TEXT PASSAGE:
--- START ---

Addressing this limitation would require more extensive reconnaissance drilling of aquifer properties to improve model performance (Hubbard et al. 1999; Adombi et al. 2021; Rödiger et al. 2023). Additionally, the interference between single-layer and multilayer systems, particularly evident in the western Hoauz, poses challenges to accurately predicting subtratum heights in this region. Furthermore, the study highlights the potential benefits of incorporating supplementary data sources beyond core geospatial datasets like topography, piezometry, and permeability. Integration of hydraulic head time series, recharge estimates, geophysical surveys, and geological maps could provide added constraints for data-driven modeling and enhance prediction capabilities (Yeh et al. 2008; Abowarda et al. 2021). However, the scarcity of such ancillary measurements precluded their inclusion in the current study, suggesting avenues for future research and data collection efforts.

Moreover, while the explainability of machine learning models, such as the Gaussian process regression (GPR) model, provides valuable insights, the black-box nature of neural network models hinders understanding of their internal workings and diagnosing mispredictions. Adopting optimized interpretable algorithms could aid in enhancing trustworthiness and diagnostic capabilities of the models (Razavi 2021; Tabasi et al. 2022; Alshehri and Rahman 2023) Additionally, advancements in subsurface measurement technologies and diverse data integration hold promise for unlocking the full potential of machine learning for robust aquifer geometry characterization.

Despite the significant potential demonstrated by machine learning and deep learning models in revealing subsurface structures, there are still limitations to their overall applicability, particularly in the context of the AL Haouz region. To address these challenges, the integration of enhanced field observations, infusion of domain knowledge, and fusion of specialized deep learning techniques with holistic machine learning approaches are recommended to enhance the robustness of illuminating complex aquifer architectures. This multifaceted approach could lead to more accurate and reliable predictions, facilitating better management and conservation of groundwater resources in semiarid regions like AL Haouz.

Conclusions

This study demonstrates the novel capabilities of data-driven modeling for high-resolution aquifer base mapping, integrating sparse borehole data with regional datasets to produce accurate three-dimensional substrates. The Gaussian process model achieved remarkable generalization capability, evident in consistent validation and testing errors around 60 m RMSE alongside exceptional 0.84 R2 performance. Visualizations and multiple vertical transects confirmed clear differentiation of western, central, and eastern zones via abrupt substrate changes, affirming geological interpretations on structural constraints governing modern flow.

Aquifer thickness maps revealed significant deposits in western and central areas, likely from paleoclimatic fluvial shifts. Meanwhile, minimal strata and erosion manifested as shale outcrops in the north. The complex morphologies of valleys and depressions correspond to intricate patterns along subsurface profiles, highlighting how paleodrainage systems and structural events still influence modern reservoirs.

Comparisons showed multivariate models incorporating diverse data sources achieved superior accuracy over specialized bivariate networks. However, concentrating on key elevation–substrate relationships offered valuable interpretability and transferability. Isolating this linkage provided new details on how surface topography governs subsurface geometries, imparting insights applicable even in data-scarce regions.

By generating high-fidelity 3D aquifer architecture maps without direct drilling, the demonstrated methodology can guide groundwater modeling and sustainability amidst development pressures. Expanding model fusion and physics-infused training further offer untapped potential. Overall, by unraveling the hidden intricacies of vital systems, this study establishes machine learning’s indispensable role in illuminating aquifers to meet rising water challenges not only in the AL Haouz-Mejjate region but also in similar areas worldwide.

--- END ---

DATA UNDER STUDY:
--- START ---

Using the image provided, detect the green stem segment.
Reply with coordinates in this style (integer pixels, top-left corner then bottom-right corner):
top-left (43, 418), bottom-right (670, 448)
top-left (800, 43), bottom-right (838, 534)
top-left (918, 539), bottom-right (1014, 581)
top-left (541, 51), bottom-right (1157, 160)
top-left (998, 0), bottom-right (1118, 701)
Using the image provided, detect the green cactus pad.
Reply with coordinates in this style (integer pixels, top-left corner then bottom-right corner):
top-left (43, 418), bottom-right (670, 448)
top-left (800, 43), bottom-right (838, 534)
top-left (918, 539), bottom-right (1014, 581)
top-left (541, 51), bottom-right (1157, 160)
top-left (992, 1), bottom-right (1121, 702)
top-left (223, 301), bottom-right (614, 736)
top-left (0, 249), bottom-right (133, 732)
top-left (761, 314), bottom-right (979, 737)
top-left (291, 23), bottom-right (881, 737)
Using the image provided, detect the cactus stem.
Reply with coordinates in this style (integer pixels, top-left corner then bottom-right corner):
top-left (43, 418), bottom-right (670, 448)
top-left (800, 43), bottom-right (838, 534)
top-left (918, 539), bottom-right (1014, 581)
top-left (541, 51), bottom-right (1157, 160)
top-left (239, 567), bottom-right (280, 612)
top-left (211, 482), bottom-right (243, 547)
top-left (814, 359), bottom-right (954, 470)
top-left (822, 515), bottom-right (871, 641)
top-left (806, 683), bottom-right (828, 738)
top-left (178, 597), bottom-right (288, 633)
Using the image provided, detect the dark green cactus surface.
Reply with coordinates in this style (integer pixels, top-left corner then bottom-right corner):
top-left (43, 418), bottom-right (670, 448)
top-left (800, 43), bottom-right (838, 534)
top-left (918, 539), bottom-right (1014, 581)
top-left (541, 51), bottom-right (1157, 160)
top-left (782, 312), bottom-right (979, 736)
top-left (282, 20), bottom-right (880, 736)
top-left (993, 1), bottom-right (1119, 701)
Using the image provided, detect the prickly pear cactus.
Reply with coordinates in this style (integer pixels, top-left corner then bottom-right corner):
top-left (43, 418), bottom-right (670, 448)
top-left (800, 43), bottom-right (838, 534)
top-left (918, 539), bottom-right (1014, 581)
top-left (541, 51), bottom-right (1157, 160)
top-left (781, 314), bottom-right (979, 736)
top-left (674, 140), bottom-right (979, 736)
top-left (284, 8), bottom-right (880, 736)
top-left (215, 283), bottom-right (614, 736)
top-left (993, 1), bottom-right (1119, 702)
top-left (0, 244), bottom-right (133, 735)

--- END ---

BRIEF A: In the aquifer passage, what R2 value did the Gaussian process model achieve?
BRIEF B: From the aquifer passage, return word for word the part that opens with the words containing "Comparisons showed multivariate" and closes with "in data-scarce regions.".

EXERCISE ANSWER A: 0.84

EXERCISE ANSWER B:
Comparisons showed multivariate models incorporating diverse data sources achieved superior accuracy over specialized bivariate networks. However, concentrating on key elevation–substrate relationships offered valuable interpretability and transferability. Isolating this linkage provided new details on how surface topography governs subsurface geometries, imparting insights applicable even in data-scarce regions.